▽
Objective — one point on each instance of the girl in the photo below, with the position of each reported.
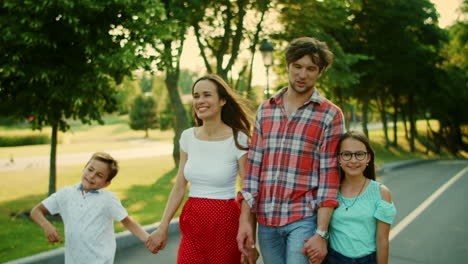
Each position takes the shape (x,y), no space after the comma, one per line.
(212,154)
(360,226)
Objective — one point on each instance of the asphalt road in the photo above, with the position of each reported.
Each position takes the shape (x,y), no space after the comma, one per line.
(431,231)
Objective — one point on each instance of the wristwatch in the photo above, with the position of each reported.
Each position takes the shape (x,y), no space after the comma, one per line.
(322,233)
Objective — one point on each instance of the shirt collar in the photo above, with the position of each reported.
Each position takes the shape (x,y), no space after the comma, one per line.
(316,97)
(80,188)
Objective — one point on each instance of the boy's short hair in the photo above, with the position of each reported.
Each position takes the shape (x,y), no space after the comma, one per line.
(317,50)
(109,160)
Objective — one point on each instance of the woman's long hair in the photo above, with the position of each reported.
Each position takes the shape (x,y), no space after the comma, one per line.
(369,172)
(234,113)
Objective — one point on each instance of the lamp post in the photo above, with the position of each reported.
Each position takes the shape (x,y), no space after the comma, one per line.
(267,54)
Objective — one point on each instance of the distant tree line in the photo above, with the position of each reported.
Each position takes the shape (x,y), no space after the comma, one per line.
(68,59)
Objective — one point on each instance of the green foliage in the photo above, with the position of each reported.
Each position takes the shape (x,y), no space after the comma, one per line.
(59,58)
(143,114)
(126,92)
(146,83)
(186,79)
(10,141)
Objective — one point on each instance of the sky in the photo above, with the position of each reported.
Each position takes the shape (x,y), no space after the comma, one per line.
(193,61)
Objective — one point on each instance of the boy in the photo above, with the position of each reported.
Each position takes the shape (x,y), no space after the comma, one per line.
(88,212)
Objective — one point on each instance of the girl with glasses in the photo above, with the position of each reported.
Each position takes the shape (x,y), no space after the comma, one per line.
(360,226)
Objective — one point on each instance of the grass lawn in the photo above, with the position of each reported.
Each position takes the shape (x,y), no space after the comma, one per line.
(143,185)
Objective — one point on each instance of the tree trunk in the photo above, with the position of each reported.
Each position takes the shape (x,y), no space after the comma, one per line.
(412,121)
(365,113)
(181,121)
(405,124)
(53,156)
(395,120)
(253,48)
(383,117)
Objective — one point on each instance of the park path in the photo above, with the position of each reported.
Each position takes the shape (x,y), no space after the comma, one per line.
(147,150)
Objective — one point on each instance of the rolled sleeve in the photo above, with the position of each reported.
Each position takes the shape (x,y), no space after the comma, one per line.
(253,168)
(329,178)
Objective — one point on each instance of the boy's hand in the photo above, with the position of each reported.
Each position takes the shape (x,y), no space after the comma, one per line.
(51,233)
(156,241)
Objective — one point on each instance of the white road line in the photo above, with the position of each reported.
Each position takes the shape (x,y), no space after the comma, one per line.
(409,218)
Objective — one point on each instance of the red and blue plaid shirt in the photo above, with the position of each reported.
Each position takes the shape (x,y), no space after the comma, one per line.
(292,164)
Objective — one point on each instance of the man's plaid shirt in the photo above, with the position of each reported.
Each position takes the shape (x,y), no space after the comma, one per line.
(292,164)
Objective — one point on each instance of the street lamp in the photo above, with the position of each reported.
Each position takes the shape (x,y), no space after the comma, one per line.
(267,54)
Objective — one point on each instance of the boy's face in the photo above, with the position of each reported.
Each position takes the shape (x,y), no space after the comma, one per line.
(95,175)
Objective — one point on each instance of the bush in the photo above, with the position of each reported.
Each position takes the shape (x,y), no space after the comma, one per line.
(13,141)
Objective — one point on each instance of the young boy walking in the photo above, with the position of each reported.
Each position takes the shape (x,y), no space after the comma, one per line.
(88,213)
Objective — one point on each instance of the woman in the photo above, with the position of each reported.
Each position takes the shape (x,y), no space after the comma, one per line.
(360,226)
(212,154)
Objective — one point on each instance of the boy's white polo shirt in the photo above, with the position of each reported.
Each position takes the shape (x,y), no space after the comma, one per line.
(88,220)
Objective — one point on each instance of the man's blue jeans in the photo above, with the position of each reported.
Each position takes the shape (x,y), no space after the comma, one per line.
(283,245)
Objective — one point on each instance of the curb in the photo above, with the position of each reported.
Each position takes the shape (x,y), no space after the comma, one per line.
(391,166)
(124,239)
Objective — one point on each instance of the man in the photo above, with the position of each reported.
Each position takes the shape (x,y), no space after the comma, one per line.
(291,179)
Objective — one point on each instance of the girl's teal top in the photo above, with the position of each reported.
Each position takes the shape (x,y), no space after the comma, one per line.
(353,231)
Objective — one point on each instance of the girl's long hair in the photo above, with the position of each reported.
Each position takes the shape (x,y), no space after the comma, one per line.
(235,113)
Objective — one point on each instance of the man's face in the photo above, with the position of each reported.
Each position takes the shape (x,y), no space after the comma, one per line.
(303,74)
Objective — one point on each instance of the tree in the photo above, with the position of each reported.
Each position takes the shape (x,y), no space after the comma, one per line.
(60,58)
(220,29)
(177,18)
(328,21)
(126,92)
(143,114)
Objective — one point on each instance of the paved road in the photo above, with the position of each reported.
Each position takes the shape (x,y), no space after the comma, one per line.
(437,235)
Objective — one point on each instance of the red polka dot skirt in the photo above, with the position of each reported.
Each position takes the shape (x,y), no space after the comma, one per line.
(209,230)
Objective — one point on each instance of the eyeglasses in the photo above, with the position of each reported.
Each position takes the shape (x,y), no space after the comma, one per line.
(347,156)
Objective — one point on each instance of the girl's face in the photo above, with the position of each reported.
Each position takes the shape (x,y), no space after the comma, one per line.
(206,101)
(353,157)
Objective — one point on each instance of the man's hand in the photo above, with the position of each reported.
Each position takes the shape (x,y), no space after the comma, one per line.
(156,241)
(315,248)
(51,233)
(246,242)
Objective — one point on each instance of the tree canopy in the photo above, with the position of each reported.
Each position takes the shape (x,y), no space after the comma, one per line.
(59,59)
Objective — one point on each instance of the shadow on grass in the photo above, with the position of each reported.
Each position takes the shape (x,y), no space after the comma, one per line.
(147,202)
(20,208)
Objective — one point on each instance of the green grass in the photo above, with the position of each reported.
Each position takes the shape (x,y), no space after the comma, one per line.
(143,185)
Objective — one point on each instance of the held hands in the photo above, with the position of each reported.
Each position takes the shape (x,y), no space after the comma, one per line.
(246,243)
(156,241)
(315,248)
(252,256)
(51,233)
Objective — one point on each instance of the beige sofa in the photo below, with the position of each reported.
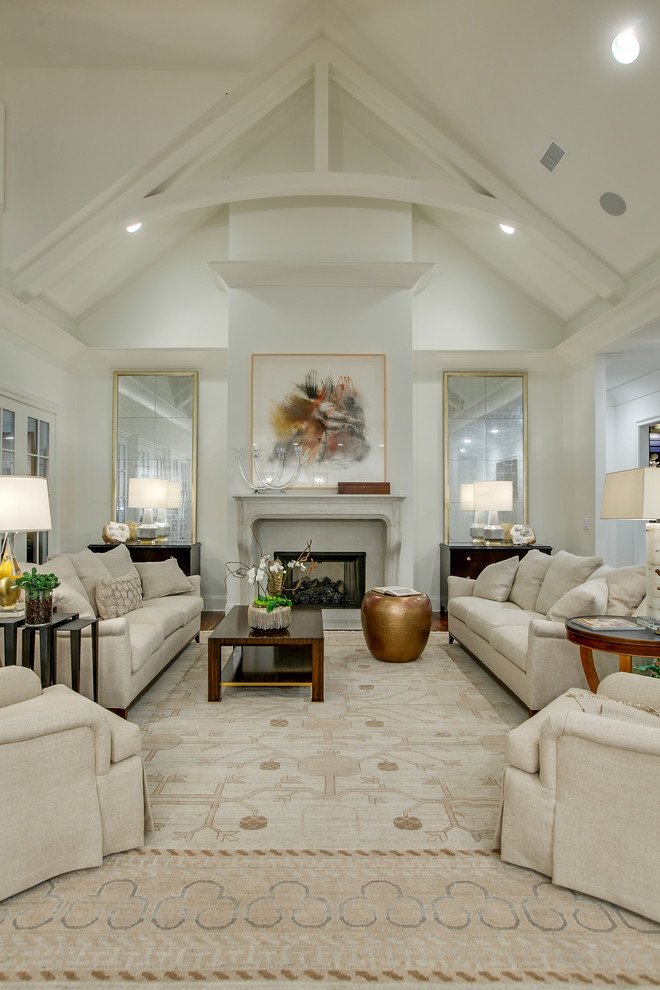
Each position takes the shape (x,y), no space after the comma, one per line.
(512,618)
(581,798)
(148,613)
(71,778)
△
- **TASK OBJECTIVE**: Each record above should be repeated exactly, please, without pictures.

- **EXERCISE RESPONSE**:
Objective — one point on each instance of the girl in the photo below, with the position of each reported.
Each position takes the shape (x,y), no space after the comma, one per line.
(212,154)
(360,226)
Objective — one point on each instance of the asphalt road in the photo above, with the position of each reported.
Each position takes the shape (x,y), no space after the comma, one per line.
(431,231)
Objective — one point on each instance of the wristwatch in the photo above, with the position of each reported.
Each position takes the shape (x,y), no space after the comma, one per line.
(322,233)
Objective — one point on each instance of the shirt collar in the photo above, with the position of each reported.
Each position takes the shape (x,y), no space after the comma, one per line.
(316,97)
(80,188)
Objective — one point on each instance of the boy's short hair in the photo above, with the position of each reported.
Each position takes the shape (x,y), no space after the comma, one per line.
(317,50)
(109,160)
Objective — one point on each instance of the woman's long hair in the photo above, with the position of each reported.
Each position takes the shape (x,y), no space after the comma, one per line.
(369,172)
(234,113)
Objective — one point on each instance of the lamp post in the photo above, with the position of each reported.
Each position takes the shape (x,y), no space after the comma, one per line.
(267,54)
Objective — one point on each instance of the distant tree line in the photo above, with the position of each reported.
Each position takes the shape (x,y), no space after the comma, one per line.
(68,59)
Objective — one point on each instance of the green foliage in the photo above, with the position of each reported.
Each position takes the shape (x,y), no space after the comma, one per line.
(59,58)
(143,114)
(126,92)
(146,83)
(186,79)
(10,141)
Objective — one point on each instance of the sky in the photo above, with the position of each reported.
Each position takes the shape (x,y), no space after the comma, one per line.
(193,61)
Objective — one point on each instance of the boy in the photo above, with the position of each reported.
Each position takes the shape (x,y), no space after the comma, one per line.
(88,212)
Objective — one point on each instance of the girl with glasses in the photo above, with the position of each reported.
Each position takes the shape (x,y), no space after the comma, one per line.
(360,226)
Objective — one point on each instance of the grass lawn in the photo above, with the position of each reported.
Each position takes the shape (x,y), no space after the comma, one per line.
(143,185)
Objective — one point on each instance of the tree trunk in the photo above, with the position of each reported.
Each position takes the shape (x,y), no space after the comma, one per line.
(412,121)
(365,113)
(181,121)
(405,124)
(53,156)
(395,120)
(253,48)
(383,117)
Objective — one point on each instance of the park path in the photo above, with the position of each reported.
Each position takes the shape (x,y), no space after the comma, one per line.
(147,150)
Objective — one point on each instance of the rolled sleeve in the photo above, with the position of each reported.
Each position takes the shape (x,y), no space after the comma, one per line.
(253,168)
(329,178)
Objective — one point on each instance of the boy's hand in the photo above, with the position of each reported.
Each position takes the shape (x,y), no space after the comma, one per line.
(51,233)
(156,241)
Objective — one point on each instance of the white road line in the photo above, with the position of each reported.
Each position takes the shape (x,y), no space after the comma, one per line.
(409,218)
Objective — one point on each instance of the red and blue plaid shirt in the photo above, with the position of each reported.
Each position takes the shape (x,y), no space after the comma, one per line.
(292,164)
Objective — one point on each instance of the man's plaid shirt in the photo above, with the position of each reported.
Each position takes the shape (x,y), no space after the comma, one per line.
(292,164)
Objective — one point on each instance of the street lamp in the photo above, with the position of each reported.
Each position takes the shape (x,y), no space after the comma, one per line.
(267,54)
Objective — one point on each instance of the boy's face in the photo above, with the position of each reported.
Each position takes the shape (x,y), no space after the comma, one per line.
(95,175)
Objective — one point on each instance of the bush in the photo above, with the position of each reported.
Each position takes the shape (x,y), no space after the comma, one per line.
(13,141)
Objective — one point on each instance of the young boy walking in the photo above, with the position of each reported.
Each position takes the shape (x,y), no space after the comma, one per line.
(88,213)
Objective — one point on each instance of the woman in the photo above, with the position of each reported.
Each position takes the shape (x,y), no space after the comma, one per line.
(360,226)
(212,154)
Objective — one point on each instance of the boy's white polo shirt in the photo above, with the position of each reported.
Each position takes the shape (x,y), no space after the comma, one per line.
(88,220)
Objective — one point on each instance of the man's blue jeans in the photo above, with the position of each reported.
Each position takes the shape (x,y), no space after the comma, one per line.
(283,245)
Objective — one point on each instance of the curb in the photo above, with the position of each reported.
Each position takes the shape (x,y), no space after the comma, one per line.
(391,166)
(124,239)
Objective — one point on each instance of the man in the photo above, with the position of each reported.
Each position takes the shape (x,y), no space after the comma, one per line.
(291,179)
Objective — one point on each instance of the girl's teal top in the photo above, with the position of each reported.
Each position takes the shape (x,y), no space after the comma, one per line.
(353,231)
Objective — one point on each instance of the girl's long hair in the photo above, with the position of each reported.
Each position takes the shape (x,y), no space after the comma, one per line.
(235,113)
Objective — one point on each instance of the man's face in the photo above, with the position of each reported.
Each position takes the shape (x,y), no space after the comma, one per line.
(303,74)
Objective — one point on each instance of the tree in the photo above, with the position of each reported.
Each position takes the shape (x,y), no space after the comma, one per line.
(60,58)
(220,29)
(177,18)
(328,21)
(126,92)
(143,114)
Objective — one point on each instance of the paved road in the photo above, with the position of each reported.
Each position takes the shape (x,y), no space after the comma, one per line.
(437,235)
Objective — one point on each instance of the red polka dot skirt in the photo above, with the position of each reported.
Each position takes the shape (x,y), no space after the comma, one per line.
(209,230)
Objective — one point on each instance of the eyeglasses in the photo above, with the position of each reported.
Each position takes the shape (x,y), no space after the comma, one per line.
(347,156)
Objective — one point on each instance of the girl's face in the photo above, with the position of each reported.
Each position takes the shape (x,y), no space after the comma, one per line.
(206,101)
(353,157)
Objective — one point on each instance of the man's hand in the photo above, with the position of each reported.
Each position takes the shape (x,y), no space after the comma, one per line.
(156,241)
(315,248)
(51,233)
(246,242)
Objective — one point on each instance of the tree canopy in the photo above, with the position of each reported.
Each position takes the shape (x,y), no space after the comma, one per line.
(59,59)
Objective — one point on each instance of the shadow on grass in the photo above, with the position of each reported.
Each position takes the shape (x,y), no space after the comma, one per line.
(147,202)
(20,208)
Objective — one point on each instance of the green grass in the photo above, with the position of each reported.
Each position takes the shape (x,y), no space after the comma, one per line.
(143,185)
Objective — one point on each instance of the held hands in the photo above, with the position of each reported.
Each position takes the shape (x,y), no space after the comma, one per line.
(246,243)
(156,241)
(315,248)
(252,256)
(51,233)
Objective — one point on each instance of the beige sofa in the photo below, with the position of each reported.
Each position takes the shape (x,y), no space after the comma, one per line.
(512,618)
(581,798)
(148,613)
(71,778)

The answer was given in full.